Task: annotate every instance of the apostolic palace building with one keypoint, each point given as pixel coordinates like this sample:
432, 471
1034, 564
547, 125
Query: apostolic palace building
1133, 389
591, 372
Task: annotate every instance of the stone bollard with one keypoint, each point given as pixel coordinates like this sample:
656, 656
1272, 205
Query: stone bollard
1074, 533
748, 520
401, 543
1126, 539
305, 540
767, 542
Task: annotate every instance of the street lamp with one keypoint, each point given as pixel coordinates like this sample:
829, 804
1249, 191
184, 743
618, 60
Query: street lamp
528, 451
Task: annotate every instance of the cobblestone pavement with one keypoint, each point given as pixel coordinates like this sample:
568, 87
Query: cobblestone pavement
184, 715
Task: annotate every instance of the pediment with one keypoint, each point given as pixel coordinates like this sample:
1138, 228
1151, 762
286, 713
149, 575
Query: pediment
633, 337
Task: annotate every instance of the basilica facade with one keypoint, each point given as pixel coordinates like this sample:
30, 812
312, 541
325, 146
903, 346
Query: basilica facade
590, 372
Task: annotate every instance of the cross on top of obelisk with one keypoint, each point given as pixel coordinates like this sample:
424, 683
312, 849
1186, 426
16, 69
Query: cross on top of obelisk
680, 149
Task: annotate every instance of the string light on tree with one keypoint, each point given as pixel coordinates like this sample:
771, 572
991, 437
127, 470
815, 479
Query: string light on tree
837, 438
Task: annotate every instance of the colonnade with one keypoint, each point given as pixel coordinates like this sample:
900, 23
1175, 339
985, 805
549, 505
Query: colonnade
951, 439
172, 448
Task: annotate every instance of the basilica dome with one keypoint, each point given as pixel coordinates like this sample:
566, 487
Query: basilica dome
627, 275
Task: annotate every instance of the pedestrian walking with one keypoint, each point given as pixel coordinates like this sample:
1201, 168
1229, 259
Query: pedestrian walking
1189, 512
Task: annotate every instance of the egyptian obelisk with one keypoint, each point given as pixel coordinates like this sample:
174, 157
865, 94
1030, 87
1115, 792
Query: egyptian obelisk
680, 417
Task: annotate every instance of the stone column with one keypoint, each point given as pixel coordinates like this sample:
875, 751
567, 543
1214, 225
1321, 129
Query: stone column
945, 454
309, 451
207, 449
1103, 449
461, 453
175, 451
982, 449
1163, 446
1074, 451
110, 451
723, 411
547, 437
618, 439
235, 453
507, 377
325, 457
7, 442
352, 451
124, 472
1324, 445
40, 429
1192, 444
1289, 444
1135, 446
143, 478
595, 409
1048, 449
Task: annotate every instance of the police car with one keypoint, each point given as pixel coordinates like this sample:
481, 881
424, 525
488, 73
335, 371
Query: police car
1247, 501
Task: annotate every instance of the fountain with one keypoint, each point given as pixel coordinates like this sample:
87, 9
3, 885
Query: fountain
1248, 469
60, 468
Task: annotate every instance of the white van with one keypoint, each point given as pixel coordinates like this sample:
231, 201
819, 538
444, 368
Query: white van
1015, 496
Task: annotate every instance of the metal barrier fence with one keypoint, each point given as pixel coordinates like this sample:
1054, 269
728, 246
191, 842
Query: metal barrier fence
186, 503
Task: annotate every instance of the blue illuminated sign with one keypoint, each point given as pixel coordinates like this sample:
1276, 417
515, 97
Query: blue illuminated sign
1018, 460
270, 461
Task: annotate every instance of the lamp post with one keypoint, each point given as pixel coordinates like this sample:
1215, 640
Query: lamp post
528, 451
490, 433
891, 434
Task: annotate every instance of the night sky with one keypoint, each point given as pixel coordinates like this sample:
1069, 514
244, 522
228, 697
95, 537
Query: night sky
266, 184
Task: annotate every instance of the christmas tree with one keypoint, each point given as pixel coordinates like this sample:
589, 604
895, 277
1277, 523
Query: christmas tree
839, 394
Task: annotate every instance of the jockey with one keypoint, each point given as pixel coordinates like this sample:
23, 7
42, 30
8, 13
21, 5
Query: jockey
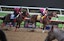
17, 11
44, 12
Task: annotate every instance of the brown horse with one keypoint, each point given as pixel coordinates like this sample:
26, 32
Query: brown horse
45, 20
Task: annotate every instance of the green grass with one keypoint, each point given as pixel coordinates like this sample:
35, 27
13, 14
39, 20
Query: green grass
37, 23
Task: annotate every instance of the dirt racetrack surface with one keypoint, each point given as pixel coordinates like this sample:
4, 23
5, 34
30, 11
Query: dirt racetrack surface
25, 35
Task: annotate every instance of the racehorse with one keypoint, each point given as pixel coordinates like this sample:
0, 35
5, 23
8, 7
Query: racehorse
55, 33
2, 36
18, 20
46, 19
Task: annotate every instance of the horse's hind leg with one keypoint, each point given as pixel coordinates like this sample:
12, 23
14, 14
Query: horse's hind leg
17, 26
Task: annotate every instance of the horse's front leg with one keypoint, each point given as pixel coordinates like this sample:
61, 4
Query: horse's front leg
17, 26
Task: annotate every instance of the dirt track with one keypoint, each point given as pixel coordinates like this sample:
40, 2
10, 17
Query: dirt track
25, 35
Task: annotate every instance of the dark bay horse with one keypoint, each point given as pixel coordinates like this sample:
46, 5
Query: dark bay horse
2, 36
55, 33
45, 20
18, 20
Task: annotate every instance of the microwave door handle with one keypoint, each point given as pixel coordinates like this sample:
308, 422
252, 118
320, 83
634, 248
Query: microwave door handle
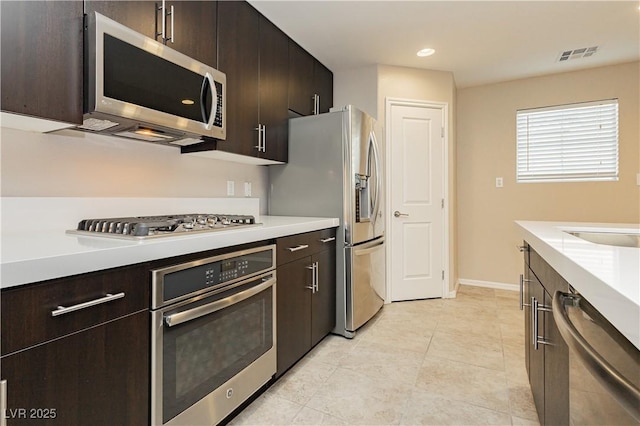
621, 388
208, 117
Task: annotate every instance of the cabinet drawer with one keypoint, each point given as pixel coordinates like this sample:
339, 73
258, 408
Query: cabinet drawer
297, 246
26, 314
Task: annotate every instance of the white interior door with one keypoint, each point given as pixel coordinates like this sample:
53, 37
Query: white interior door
416, 202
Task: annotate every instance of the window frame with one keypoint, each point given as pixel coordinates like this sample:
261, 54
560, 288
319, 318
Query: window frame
561, 152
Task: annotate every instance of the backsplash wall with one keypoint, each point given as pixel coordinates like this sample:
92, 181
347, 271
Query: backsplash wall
76, 164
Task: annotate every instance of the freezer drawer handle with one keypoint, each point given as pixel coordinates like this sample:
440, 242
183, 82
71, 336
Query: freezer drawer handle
107, 298
623, 390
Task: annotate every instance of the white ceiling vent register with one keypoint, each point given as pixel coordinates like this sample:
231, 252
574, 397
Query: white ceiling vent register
583, 52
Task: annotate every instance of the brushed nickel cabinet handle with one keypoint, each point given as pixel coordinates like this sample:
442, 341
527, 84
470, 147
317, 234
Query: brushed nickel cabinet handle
65, 310
296, 248
3, 403
522, 281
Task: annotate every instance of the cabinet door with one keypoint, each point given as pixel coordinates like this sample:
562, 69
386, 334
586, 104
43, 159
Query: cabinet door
195, 30
140, 16
238, 48
301, 65
556, 372
323, 307
293, 312
274, 69
537, 357
41, 43
96, 377
323, 85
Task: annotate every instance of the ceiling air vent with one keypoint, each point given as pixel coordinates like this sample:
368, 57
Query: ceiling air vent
583, 52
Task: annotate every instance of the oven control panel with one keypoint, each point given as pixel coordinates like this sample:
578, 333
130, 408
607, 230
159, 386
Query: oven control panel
179, 281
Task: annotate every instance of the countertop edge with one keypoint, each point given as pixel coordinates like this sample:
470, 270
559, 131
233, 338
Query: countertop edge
58, 263
617, 307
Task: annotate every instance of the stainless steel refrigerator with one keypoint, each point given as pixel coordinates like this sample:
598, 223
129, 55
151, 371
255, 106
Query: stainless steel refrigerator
335, 170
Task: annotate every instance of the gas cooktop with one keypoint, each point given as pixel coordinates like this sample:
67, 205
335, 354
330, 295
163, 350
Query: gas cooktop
143, 227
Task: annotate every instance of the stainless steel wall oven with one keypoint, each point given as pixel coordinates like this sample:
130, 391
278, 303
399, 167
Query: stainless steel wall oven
213, 335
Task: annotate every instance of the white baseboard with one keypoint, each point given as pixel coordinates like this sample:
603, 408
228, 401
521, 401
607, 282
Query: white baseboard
452, 294
488, 284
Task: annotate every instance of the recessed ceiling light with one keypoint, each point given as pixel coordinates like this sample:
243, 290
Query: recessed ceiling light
426, 52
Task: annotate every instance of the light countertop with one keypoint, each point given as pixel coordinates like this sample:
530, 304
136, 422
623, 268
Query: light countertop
607, 276
29, 257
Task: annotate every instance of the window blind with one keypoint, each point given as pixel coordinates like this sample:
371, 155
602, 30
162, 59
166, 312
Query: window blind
577, 142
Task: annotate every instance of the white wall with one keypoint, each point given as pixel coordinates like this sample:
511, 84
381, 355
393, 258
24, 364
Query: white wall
77, 164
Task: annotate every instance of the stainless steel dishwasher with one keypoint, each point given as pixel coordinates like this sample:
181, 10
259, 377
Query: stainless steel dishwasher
604, 367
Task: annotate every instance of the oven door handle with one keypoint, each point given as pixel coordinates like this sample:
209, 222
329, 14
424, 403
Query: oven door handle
191, 314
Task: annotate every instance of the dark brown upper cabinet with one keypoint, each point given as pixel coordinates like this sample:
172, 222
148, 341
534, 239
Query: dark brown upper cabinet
191, 30
274, 71
310, 83
41, 45
254, 55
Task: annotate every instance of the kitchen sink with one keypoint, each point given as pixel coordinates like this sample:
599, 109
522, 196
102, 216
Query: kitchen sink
621, 239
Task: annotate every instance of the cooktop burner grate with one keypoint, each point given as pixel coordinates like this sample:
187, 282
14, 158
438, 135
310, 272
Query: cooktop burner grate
142, 227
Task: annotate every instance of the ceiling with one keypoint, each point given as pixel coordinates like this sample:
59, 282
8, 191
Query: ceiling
478, 41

+-------+

▸ **Problem description**
Word for word, quote the lines from the line containing "Task: annotate every instance of the recessed" through the end of the material, both included, and nothing else.

▸ **Answer to this exercise**
Task: annotate every instance of the recessed ceiling light with one keypoint, each point given as pixel coordinates like this sample:
243, 290
Query: recessed ceiling light
426, 52
Task: annotate every instance of the light countertop with one keypoint, each point given as pixel coordinates like this sample:
530, 304
136, 422
623, 268
Query: light countertop
607, 276
29, 257
Task: annotate every instance of the window blind with one keypoint, each point given as pixel coordinates like this sample:
371, 155
602, 30
162, 59
166, 312
Query: window blind
577, 142
Task: annotate every instance of the white wall with one keypoint, each point given as pixel coordinates like this sample:
511, 84
381, 355
393, 258
24, 364
Query: white wall
77, 164
Task: annotate every instance of the stainless steel dishwasher with one keypoint, each point given as pixel coordinates like this sample:
181, 10
259, 377
Query: stainless steel dishwasher
604, 367
Task: annotate every instance of the oven door handle with one keypoint, each point given as pixel coordinates like this sample:
209, 222
329, 14
424, 403
Query: oven door handle
191, 314
Task: annotate every instance of the dark brown upper cabinet with one keypoint, each point given as pixel coordinates like this sample:
172, 222
148, 341
534, 239
Query: dark brown upper cabinet
191, 30
274, 71
310, 83
41, 45
254, 55
Task: annotate every instance of the kitchen sink with one keypoint, each point given as pixel coordinates like this sample:
599, 109
522, 196
102, 216
Query: kitchen sink
621, 239
Task: annotate every instance of the cooktop burner grate with one keypoint, each point given as pixel coordinates like this sample:
187, 282
14, 158
438, 135
310, 272
Query: cooktop burner grate
142, 227
Task: annotate every instance of the ceiling with one keypoint, each point given as pixel coordinates like this sample:
59, 282
8, 191
Query: ceiling
478, 41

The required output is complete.